--- START OF Provided information ---

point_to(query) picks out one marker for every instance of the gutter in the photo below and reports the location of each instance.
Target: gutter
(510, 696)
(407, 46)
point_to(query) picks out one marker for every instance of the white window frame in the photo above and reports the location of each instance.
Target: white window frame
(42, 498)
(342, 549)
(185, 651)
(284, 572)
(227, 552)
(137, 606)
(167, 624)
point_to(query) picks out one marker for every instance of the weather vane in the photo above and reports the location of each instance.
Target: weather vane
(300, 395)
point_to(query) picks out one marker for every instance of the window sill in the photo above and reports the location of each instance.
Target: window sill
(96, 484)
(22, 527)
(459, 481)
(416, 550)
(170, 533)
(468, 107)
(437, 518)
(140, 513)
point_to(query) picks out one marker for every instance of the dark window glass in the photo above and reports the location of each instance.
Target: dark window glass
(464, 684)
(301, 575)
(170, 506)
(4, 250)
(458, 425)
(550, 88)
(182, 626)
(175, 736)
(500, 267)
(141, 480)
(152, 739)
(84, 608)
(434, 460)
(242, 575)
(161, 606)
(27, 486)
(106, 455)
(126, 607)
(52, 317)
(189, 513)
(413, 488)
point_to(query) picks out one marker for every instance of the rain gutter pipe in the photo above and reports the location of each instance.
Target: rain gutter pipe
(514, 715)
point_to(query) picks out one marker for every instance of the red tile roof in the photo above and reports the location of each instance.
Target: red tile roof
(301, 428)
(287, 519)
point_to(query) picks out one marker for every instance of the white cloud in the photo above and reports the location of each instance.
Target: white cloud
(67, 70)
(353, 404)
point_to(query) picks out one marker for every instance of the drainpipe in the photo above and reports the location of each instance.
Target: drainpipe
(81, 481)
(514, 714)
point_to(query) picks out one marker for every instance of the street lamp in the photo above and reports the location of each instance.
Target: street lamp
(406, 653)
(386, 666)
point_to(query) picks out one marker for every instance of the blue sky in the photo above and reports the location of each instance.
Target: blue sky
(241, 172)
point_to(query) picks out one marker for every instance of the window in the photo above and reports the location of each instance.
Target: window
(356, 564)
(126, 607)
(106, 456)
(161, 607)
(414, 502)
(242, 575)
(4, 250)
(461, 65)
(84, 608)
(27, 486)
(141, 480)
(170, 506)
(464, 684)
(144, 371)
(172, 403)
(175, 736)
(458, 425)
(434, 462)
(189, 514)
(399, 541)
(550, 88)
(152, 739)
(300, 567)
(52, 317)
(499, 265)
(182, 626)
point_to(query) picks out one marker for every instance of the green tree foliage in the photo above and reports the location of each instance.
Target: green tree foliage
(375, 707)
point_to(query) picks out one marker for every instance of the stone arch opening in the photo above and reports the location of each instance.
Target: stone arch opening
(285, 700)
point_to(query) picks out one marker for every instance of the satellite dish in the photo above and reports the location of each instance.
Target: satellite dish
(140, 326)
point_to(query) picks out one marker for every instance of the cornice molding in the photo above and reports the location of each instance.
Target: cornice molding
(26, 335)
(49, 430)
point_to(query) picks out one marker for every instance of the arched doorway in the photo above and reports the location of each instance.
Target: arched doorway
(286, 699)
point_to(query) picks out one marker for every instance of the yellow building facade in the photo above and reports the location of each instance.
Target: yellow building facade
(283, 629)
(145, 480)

--- END OF Provided information ---

Render the entire listing above as a JSON list of strings, one string per line, omitting blank lines.

In response:
[
  "point_to(query) picks out one marker for every instance of the gutter in the photo below and reports the location of each instance.",
  "Target: gutter",
  "(510, 696)",
  "(407, 46)",
  "point_to(query) picks out one marker for every instance of the white window frame in the photo above and reports the location of each instance.",
  "Target: white window frame",
  "(42, 498)",
  "(342, 549)",
  "(185, 651)",
  "(284, 572)",
  "(227, 552)",
  "(137, 606)",
  "(167, 624)",
  "point_to(query) picks out one marker for every instance of the weather vane in the photo above and reports the location of each instance.",
  "Target: weather vane",
  "(300, 395)",
  "point_to(query) picks out one marker for every instance of the window sill in the photo above and reports the location of each instance.",
  "Target: window sill",
  "(96, 484)",
  "(22, 527)",
  "(459, 481)",
  "(416, 550)",
  "(170, 533)",
  "(468, 107)",
  "(437, 518)",
  "(140, 513)",
  "point_to(query) picks out one marker for every instance of the dark window glass in the photo above and reports the location of each instance.",
  "Target: dark window glass",
  "(464, 684)",
  "(301, 575)",
  "(170, 506)",
  "(4, 250)",
  "(458, 425)",
  "(550, 88)",
  "(182, 626)",
  "(175, 736)",
  "(500, 267)",
  "(141, 480)",
  "(152, 739)",
  "(84, 608)",
  "(434, 460)",
  "(242, 575)",
  "(161, 606)",
  "(27, 486)",
  "(106, 455)",
  "(126, 607)",
  "(52, 317)",
  "(189, 513)",
  "(413, 488)",
  "point_to(query) picks out one marker for every instance of the rain gutter pipe in the photo above and reports the location of each instance.",
  "Target: rain gutter pipe",
  "(514, 715)",
  "point_to(query) picks out one marker for every instance of the red tile roof in the photo above and reports the location of each instance.",
  "Target: red tile roof",
  "(301, 428)",
  "(287, 519)",
  "point_to(query) picks out one marker for every instance of the white cloud in the photo above and reports the location of each instance.",
  "Target: white cloud",
  "(67, 70)",
  "(353, 404)",
  "point_to(query) picks out one marker for every instance of the drainpipe in the photo above and reports the location of each instance.",
  "Target: drainpipe",
  "(81, 481)",
  "(514, 714)",
  "point_to(query) picks out one marker for every instance of the street lamp in the photo above and reports the location of each instance.",
  "Target: street lamp",
  "(406, 653)",
  "(386, 666)",
  "point_to(query) picks out one marker for every instance of the blue sky in the photo above and reports the location of each instance.",
  "Target: blue sky",
  "(241, 172)",
  "point_to(query) picks out one marker for every instance of the window in the photo above and reports the location of each instance.",
  "Target: window",
  "(356, 564)",
  "(126, 607)",
  "(106, 456)",
  "(161, 607)",
  "(414, 502)",
  "(242, 575)",
  "(4, 250)",
  "(461, 65)",
  "(84, 608)",
  "(27, 486)",
  "(141, 480)",
  "(170, 506)",
  "(464, 684)",
  "(144, 371)",
  "(172, 403)",
  "(175, 736)",
  "(458, 425)",
  "(434, 462)",
  "(189, 514)",
  "(399, 541)",
  "(550, 88)",
  "(152, 739)",
  "(300, 567)",
  "(52, 317)",
  "(499, 265)",
  "(182, 626)",
  "point_to(query) picks out one marker for every instance of the green tree foliage in the photo above and reports the location of each instance.",
  "Target: green tree foliage",
  "(375, 707)",
  "point_to(query) picks out one marker for every instance of the stone arch opening in the photo above and reports the location of each instance.",
  "Target: stone arch opening",
  "(285, 700)",
  "point_to(query) picks out one marker for every instance of the satellite dish in the photo above and reports the location of each instance.",
  "Target: satellite dish",
  "(140, 326)",
  "point_to(query) picks out one marker for every instance of the cornice molding in the photo above and reports the location of each instance.",
  "Target: cornice molding",
  "(26, 335)",
  "(49, 430)",
  "point_to(query) picks out one marker for every instance of the arched doorway in the photo above and reports the location of each instance.",
  "Target: arched doorway",
  "(286, 699)",
  "point_to(query) picks out one marker for every instance of the yellow building facade in the photo above and reports the location of each instance.",
  "Target: yellow building facade",
  "(283, 629)",
  "(145, 480)"
]